- [Work required]: In the data below, give the number of lines that contain the word "uniform". Nothing else is needed.

- [Collected data entries]:

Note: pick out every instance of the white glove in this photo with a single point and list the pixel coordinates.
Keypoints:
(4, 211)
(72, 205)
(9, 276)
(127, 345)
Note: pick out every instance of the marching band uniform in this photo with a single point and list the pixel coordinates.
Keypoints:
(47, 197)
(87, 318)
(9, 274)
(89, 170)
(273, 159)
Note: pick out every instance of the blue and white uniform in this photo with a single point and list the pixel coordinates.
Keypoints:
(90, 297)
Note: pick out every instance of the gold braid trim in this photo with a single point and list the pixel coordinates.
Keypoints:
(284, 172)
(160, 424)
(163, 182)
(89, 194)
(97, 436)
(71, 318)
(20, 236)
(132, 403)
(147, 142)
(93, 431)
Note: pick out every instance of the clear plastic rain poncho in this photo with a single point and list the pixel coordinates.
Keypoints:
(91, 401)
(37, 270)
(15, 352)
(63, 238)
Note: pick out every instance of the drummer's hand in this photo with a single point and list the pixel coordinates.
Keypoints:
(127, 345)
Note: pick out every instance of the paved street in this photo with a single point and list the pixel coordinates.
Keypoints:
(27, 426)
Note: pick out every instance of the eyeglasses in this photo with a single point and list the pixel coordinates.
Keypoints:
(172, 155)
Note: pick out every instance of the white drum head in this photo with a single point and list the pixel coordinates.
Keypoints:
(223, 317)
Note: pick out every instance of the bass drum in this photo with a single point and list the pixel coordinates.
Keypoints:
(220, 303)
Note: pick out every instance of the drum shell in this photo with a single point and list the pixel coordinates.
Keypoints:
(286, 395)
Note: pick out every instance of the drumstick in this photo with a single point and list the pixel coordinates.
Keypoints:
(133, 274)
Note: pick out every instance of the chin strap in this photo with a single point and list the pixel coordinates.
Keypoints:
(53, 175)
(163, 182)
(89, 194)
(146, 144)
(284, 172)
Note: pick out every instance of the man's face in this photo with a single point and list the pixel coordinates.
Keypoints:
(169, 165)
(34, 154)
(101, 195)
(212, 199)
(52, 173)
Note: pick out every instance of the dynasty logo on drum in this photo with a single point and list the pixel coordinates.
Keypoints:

- [Completed exercise]: 2